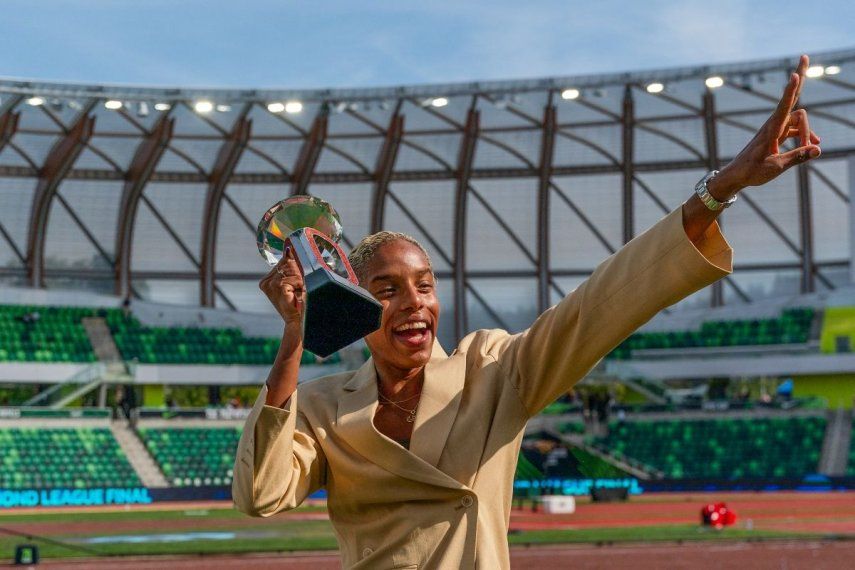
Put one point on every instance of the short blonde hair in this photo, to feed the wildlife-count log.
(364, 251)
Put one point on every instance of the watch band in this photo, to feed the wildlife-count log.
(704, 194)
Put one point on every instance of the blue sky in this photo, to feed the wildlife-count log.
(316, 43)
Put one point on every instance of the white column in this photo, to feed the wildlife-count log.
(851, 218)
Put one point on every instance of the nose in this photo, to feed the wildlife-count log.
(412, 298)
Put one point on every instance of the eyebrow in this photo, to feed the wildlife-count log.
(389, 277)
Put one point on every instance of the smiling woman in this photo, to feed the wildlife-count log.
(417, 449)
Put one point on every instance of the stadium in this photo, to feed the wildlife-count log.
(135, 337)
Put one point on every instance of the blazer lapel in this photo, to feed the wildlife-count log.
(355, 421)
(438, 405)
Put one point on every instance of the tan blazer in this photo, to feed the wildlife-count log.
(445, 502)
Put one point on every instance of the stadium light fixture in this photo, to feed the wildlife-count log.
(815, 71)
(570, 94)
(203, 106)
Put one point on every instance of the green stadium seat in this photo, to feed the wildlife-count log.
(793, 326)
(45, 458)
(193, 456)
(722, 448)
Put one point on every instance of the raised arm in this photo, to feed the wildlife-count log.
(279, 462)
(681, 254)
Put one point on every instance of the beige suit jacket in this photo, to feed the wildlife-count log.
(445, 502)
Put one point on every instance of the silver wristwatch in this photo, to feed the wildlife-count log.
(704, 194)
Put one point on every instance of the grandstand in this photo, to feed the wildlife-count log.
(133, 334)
───
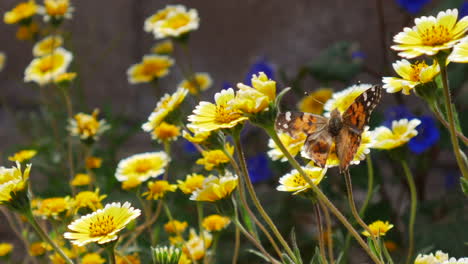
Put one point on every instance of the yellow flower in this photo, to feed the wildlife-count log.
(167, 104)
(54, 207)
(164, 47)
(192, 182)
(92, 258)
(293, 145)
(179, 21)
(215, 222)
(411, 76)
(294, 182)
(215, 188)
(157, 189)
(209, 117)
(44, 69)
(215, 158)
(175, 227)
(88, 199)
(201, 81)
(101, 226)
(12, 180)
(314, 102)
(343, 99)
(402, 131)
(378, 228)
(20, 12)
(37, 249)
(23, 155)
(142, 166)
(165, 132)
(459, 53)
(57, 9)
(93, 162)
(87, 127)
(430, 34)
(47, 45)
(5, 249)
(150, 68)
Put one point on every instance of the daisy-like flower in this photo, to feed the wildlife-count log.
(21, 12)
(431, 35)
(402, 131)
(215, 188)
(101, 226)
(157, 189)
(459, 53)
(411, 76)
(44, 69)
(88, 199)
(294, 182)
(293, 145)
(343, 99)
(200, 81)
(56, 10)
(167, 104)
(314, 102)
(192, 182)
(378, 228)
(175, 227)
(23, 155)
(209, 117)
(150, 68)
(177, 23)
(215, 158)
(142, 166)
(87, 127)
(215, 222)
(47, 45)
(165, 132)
───
# Goal
How many of the lines above contain the word "flower", with case counting? Give only the number.

# Result
2